• [文書の抜粋]:
· · · ·
中高年はサルコペニア予防対策を! サルコペニア肥満の原因も知って長生き人生
いつまでも健康なアクティブライフを続けるために。40代、50代と加齢が進むにつれて筋肉量が減少し、握力や体幹筋など全身の筋力が低下することを「サルコペニア」と呼びます。歩くスピードが以前より遅くなったり、立っている時に手すりが欲しくなったりなど生活面での変化が見られたら要注意。長引く運動不足のため、いつのまにか全身の筋肉が落ちてサルコペニアに陥っているかもしれませんよ。
筋肉減弱現象「サルコペニア」
中高年の大敵「サルコペニア」の原因には加齢があります(一次性・加齢性・原発性サルコペニア)。その他に運動不足や疾患、栄養不良によるサルコペニア(二次性サルコペニア)があり、例えば長期間の無重力生活から地球に帰還した宇宙飛行士の筋力が著しく低下しているのも一種のサルコペニアです。高齢者の寝たきり生活で足腰を使わず筋肉が衰退する廃用症候群とも似ていますね。これらが進行すると日常生活に支障をきたすロコモティブシンドローム(運動器症候群)へと発展し、要介護状態が視野に入ってきます。
加齢以外に明らかな原因がない加齢性サルコペニアはアラフィフ、アラカン世代によくみられます。サルコペニアの診断基準としてはアジア人で握力が男性26kg未満、女性18kg未満、そして歩く速度が秒速0.8m以下が目安とされています。いつもの徒歩スピードで10秒間に8メートルを踏破できればセーフ、そうでなければサルコペニアの疑いあり。握力計は一般のご家庭には常備していませんよね。ホームセンターやスポーツ用品、大手家電量販店で試用するか、体力測定のためにスポーツクラブや病院等で使える場合がありますから、近隣で探してみてください。サルコペニアの原因は多岐にわたるため、関係する疾患の心当たりがある方は主治医に相談するのをお忘れなく。
· · · ·
• [練習用データ]:
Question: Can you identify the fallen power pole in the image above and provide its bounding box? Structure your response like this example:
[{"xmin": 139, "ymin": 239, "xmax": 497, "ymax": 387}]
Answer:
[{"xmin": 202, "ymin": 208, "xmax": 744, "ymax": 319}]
· · · ·
• [課題の要件]:
**1.** サルコペニアに関する文章では、アジア人の診断基準として、女性の握力は何kg未満が目安とされていますか。
**2.** サルコペニアに関する文章を、最後の文の後から書き継いでください。
データの各行は、サルコペニアに関する文章とは関係がありません。

• [練習の解答]:
**1.** 18kg未満です。

**2.**
運動不足や栄養不足、または老化現象の一部としてのサルコペニアに対する予防法は結局のところ食事と運動に尽きます。ただしやみくもにタンパク質を食べたり必要以上のオーバーワークは逆効果。中高年は胃腸も弱まっていますし、関節や運動神経も若い頃ほどベストではありません。ボディビルダーを目指した筋肥大ではなく、目的は筋肉量の維持。筋肉が分解される糖新生をできるだけ防ぐため、筋組織の原料となるアミノ酸、中でも必須アミノ酸のバリン、ロイシン、イソロイシン(BCAA)を積極的に摂取するとよいでしょう。
BCAAは筋たんぱく質の分解を抑制するだけでなく、膵臓からのインスリン分泌を促して筋肉形成を増大させてもくれます。まさにサルコペニアでお悩みの中高年にピッタリの効果。スポーツ選手が運動前にBCAAを摂取することで運動効果を高める使い方がよく知られています。サプリメントと聞くと躊躇する方がおられるかもしれません。一般的にBCAAはサプリメントの形で販売されているほか、スポーツドリンクやゼリー食品に含まれていることが多いです。薬品のような名前ですが純粋なアミノ酸にすぎないので処方箋も要りません。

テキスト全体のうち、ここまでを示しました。